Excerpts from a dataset
▬▬▬
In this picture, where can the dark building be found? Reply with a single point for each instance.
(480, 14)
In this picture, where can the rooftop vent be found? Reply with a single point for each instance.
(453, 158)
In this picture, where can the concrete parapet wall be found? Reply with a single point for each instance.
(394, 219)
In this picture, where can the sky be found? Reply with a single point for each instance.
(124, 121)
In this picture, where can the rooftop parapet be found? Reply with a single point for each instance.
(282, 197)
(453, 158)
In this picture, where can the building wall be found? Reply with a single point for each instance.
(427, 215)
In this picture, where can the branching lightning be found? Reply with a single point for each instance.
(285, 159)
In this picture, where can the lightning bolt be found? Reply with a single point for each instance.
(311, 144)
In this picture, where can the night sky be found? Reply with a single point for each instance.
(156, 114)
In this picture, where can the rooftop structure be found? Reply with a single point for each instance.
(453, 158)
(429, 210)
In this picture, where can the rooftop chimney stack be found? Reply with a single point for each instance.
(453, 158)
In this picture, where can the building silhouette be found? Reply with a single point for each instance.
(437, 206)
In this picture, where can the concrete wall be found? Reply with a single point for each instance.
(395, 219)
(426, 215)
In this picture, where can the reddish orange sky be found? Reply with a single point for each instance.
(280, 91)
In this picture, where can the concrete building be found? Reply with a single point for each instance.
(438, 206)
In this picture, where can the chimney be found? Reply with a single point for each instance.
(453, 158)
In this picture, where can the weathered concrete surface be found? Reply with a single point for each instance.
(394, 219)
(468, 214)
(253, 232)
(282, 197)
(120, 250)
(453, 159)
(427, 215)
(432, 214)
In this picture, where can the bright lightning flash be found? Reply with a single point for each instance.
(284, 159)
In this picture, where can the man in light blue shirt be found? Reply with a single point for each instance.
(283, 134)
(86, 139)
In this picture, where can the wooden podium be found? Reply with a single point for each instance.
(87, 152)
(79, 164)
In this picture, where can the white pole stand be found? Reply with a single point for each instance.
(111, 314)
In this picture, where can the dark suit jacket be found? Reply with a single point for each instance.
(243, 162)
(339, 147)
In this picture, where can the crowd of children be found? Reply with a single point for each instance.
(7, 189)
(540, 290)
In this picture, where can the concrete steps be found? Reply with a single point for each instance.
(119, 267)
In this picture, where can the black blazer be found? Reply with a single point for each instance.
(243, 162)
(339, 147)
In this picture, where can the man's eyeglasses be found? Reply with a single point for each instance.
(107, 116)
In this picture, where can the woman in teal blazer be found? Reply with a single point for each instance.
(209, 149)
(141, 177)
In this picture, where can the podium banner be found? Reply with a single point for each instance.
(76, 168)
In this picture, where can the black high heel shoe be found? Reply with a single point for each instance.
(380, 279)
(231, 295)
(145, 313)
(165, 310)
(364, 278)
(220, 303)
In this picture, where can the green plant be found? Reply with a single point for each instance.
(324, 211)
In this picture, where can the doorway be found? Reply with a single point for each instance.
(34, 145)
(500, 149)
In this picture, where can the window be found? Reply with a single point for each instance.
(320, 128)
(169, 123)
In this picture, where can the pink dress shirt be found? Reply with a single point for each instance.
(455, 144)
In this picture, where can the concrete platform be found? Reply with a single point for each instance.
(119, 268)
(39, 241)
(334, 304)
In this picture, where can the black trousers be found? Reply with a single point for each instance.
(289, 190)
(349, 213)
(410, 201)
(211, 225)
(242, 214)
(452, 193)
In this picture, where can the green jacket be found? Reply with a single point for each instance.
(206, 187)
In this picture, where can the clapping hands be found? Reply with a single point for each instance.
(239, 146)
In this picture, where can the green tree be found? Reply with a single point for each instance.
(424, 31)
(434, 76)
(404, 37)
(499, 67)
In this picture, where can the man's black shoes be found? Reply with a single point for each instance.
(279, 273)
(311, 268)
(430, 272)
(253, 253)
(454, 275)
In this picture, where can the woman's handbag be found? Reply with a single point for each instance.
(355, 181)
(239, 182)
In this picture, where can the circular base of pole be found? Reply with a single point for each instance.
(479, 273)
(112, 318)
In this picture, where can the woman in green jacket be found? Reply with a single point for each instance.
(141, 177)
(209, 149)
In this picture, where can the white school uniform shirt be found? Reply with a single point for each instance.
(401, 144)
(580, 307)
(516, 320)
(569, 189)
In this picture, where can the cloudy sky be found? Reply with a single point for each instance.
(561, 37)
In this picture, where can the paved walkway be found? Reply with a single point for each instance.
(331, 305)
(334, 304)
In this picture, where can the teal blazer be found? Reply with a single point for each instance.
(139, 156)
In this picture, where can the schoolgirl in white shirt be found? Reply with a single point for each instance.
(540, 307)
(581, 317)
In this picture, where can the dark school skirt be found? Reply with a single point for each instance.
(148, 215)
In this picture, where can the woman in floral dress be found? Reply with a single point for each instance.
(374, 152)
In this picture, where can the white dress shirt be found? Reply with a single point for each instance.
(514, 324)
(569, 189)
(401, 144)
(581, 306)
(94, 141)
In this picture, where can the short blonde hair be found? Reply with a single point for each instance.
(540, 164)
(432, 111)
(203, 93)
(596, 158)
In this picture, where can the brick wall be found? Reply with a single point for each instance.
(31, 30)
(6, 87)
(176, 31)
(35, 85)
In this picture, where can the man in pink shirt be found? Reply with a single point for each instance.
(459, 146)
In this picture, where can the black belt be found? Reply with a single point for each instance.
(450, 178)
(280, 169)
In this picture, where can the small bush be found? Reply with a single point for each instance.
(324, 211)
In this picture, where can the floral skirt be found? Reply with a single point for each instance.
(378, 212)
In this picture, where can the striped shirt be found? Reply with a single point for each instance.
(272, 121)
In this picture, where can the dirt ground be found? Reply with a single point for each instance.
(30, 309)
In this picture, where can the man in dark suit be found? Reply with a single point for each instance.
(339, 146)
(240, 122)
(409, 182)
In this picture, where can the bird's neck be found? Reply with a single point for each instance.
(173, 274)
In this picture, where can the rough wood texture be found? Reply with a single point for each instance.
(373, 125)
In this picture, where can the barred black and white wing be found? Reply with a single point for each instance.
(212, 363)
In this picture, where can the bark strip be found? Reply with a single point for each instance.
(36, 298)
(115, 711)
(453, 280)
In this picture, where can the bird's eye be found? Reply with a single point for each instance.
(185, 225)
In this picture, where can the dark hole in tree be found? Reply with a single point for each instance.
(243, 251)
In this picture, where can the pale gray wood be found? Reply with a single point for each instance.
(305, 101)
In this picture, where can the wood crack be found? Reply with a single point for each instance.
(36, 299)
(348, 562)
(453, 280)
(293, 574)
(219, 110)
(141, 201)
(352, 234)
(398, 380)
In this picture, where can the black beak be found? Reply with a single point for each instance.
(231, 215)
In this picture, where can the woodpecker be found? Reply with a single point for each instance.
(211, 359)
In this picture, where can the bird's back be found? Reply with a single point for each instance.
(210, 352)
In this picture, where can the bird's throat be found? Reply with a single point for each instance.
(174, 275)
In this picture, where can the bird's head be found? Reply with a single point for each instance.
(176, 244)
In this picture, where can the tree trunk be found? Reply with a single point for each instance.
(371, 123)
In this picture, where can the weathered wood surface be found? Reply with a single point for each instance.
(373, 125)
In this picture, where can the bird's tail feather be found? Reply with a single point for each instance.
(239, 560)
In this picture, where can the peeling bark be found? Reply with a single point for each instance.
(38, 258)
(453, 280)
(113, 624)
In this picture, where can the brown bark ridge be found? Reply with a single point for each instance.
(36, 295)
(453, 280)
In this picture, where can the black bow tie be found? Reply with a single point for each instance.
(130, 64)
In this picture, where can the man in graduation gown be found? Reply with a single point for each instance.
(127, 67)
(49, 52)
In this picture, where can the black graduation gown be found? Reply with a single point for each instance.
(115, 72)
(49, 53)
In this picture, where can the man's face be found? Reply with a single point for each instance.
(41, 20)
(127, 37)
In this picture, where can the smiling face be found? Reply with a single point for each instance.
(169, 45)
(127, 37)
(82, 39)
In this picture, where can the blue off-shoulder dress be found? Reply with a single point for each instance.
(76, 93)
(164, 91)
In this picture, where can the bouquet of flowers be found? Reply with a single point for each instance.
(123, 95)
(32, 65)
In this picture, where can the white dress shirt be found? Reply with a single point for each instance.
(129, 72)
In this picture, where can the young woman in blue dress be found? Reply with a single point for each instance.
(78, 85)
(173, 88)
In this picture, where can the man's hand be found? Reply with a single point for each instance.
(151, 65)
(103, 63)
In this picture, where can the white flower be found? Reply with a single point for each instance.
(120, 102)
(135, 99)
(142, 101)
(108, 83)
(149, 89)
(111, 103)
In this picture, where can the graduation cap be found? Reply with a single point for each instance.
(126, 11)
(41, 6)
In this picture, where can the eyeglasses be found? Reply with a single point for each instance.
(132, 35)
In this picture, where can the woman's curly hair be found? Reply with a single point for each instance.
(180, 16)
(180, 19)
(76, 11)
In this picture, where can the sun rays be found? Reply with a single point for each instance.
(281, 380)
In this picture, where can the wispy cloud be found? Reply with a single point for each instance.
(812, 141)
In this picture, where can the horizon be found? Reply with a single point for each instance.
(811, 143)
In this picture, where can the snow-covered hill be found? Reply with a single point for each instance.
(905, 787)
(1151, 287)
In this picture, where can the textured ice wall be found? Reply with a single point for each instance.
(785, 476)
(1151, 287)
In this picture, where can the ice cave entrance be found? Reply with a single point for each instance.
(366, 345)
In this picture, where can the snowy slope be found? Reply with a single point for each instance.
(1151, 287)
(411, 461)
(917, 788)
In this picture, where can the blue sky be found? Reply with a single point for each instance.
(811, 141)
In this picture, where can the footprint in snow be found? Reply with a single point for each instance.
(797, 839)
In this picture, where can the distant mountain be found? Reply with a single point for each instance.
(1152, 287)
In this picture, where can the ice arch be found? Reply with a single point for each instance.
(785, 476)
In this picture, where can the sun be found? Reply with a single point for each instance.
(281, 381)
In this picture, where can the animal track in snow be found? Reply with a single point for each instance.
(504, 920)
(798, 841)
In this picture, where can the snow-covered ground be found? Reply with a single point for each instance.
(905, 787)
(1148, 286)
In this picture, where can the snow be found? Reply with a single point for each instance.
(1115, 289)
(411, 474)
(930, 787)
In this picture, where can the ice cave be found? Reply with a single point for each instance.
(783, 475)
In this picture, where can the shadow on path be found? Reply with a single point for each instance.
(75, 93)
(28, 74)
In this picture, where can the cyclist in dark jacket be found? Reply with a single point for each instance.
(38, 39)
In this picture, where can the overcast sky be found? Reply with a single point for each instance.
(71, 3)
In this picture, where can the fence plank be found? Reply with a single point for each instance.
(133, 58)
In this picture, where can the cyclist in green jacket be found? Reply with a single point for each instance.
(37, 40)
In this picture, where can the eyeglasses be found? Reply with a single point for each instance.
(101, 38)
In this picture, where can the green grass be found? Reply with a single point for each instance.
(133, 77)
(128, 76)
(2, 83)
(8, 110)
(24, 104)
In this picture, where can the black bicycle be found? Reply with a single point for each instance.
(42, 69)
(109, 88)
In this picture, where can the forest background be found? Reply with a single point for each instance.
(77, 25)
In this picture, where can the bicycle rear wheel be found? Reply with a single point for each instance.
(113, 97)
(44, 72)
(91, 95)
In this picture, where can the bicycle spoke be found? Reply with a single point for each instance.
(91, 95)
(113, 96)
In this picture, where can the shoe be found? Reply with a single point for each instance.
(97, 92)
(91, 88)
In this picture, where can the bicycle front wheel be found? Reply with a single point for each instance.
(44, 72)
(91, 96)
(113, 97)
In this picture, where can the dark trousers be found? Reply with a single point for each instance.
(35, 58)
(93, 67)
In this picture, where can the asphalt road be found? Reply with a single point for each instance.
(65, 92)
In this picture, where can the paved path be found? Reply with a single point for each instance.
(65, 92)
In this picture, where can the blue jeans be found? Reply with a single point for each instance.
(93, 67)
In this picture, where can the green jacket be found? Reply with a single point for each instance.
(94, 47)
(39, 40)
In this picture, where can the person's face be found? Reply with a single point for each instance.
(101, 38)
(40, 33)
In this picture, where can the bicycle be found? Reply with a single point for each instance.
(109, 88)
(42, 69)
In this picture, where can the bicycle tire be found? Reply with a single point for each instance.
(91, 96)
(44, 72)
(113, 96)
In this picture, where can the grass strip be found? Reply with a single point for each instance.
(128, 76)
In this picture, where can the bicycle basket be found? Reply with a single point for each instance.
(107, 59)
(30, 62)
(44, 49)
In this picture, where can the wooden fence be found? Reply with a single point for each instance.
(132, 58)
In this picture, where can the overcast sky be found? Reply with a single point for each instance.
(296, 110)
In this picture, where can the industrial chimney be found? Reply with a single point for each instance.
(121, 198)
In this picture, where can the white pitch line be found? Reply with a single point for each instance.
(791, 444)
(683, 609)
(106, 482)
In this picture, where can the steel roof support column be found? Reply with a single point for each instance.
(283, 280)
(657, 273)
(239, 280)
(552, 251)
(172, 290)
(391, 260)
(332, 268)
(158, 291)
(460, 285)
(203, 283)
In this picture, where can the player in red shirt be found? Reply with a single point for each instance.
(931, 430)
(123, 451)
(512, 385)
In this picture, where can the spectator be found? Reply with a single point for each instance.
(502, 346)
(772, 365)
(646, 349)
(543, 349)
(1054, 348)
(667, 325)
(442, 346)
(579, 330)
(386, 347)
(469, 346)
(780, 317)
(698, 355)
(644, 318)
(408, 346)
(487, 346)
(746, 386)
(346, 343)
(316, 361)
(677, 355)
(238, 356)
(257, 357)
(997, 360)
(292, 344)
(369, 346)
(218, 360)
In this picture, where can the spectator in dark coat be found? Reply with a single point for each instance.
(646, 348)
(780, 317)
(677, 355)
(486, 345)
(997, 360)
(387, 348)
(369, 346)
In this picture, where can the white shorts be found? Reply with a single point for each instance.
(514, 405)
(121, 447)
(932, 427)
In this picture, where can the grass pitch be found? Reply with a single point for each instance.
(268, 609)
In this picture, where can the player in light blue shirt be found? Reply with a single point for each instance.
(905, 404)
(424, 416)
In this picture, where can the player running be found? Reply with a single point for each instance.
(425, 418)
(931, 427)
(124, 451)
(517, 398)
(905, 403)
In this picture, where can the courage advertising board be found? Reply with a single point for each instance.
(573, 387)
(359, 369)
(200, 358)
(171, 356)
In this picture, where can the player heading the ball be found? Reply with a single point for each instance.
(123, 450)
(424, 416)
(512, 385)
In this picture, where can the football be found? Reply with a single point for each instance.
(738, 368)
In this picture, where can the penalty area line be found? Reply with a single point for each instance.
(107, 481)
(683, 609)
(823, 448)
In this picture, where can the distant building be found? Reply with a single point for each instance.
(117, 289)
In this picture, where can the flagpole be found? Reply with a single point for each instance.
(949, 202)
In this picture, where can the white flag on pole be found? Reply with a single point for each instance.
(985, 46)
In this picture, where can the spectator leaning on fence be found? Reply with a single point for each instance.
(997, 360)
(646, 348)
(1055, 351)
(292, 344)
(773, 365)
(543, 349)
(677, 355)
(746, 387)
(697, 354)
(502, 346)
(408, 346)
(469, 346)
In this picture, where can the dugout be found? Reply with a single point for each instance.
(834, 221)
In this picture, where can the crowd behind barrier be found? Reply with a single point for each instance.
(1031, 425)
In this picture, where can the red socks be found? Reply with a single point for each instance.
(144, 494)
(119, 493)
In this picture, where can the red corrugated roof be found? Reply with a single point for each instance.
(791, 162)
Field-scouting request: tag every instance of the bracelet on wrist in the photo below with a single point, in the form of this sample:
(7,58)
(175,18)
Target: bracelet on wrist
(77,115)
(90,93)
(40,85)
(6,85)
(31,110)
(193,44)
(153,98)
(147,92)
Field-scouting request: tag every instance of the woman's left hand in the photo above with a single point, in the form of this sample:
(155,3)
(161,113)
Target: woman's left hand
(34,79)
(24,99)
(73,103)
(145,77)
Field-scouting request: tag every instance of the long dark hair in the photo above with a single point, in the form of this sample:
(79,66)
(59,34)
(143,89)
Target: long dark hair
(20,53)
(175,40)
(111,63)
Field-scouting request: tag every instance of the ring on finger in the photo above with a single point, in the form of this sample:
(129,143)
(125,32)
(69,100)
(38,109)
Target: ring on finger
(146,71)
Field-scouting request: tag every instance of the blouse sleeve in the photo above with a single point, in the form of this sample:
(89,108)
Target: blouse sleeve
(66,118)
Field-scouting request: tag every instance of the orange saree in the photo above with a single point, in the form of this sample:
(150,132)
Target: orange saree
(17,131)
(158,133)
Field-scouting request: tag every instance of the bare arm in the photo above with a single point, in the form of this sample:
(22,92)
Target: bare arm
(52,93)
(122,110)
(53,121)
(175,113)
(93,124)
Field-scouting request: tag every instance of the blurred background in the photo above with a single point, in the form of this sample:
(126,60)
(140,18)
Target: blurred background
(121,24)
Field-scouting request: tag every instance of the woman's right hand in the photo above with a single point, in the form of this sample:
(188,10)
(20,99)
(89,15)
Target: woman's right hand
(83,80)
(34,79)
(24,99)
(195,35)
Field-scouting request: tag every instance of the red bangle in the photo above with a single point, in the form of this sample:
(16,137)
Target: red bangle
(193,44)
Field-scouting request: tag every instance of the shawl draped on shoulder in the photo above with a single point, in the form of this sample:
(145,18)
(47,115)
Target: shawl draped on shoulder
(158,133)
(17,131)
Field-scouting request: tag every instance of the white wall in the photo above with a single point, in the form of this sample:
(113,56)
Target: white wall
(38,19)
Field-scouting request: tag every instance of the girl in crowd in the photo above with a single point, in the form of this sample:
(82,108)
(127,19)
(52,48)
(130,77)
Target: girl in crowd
▬▬▬
▶ [WORK INSTRUCTION] Where does the word "above" occur in the records? Return every line that holds it.

▶ [SOLUTION]
Field-scouting request: tag every instance of the woman's left hand in the photo above with a single point, in the form of this sample:
Field-scouting request: tag every instance of the long dark hair in the photo above with a single point, in the form of this sample:
Field-scouting request: tag every instance of the ring on finger in the photo above with a single point, in the form of this sample:
Field-scouting request: tag every instance of the blouse sleeve in the photo above with a single point, in the form of this sample:
Field-scouting request: tag every instance of the orange saree in the photo above with a single point, in the form of this sample:
Field-scouting request: tag every instance of the bare arm in the photo above with a single point, in the form of this sample:
Field-scouting request: tag every instance of the blurred background in the photo above with a single point, in the form of this sample:
Field-scouting request: tag every instance of the woman's right hand in the photo above with a single point, in the form of this sample:
Field-scouting request: tag every instance of the red bangle in the photo above with a single point, in the form of this sample:
Field-scouting request: tag every instance of the shawl draped on shoulder in the photo above with a single point, in the form of this sample:
Field-scouting request: tag every instance of the white wall in the photo above with a single point, in the form of this sample:
Field-scouting request: tag every instance of the girl in crowd in the photo above with a single point, in the form of this sample:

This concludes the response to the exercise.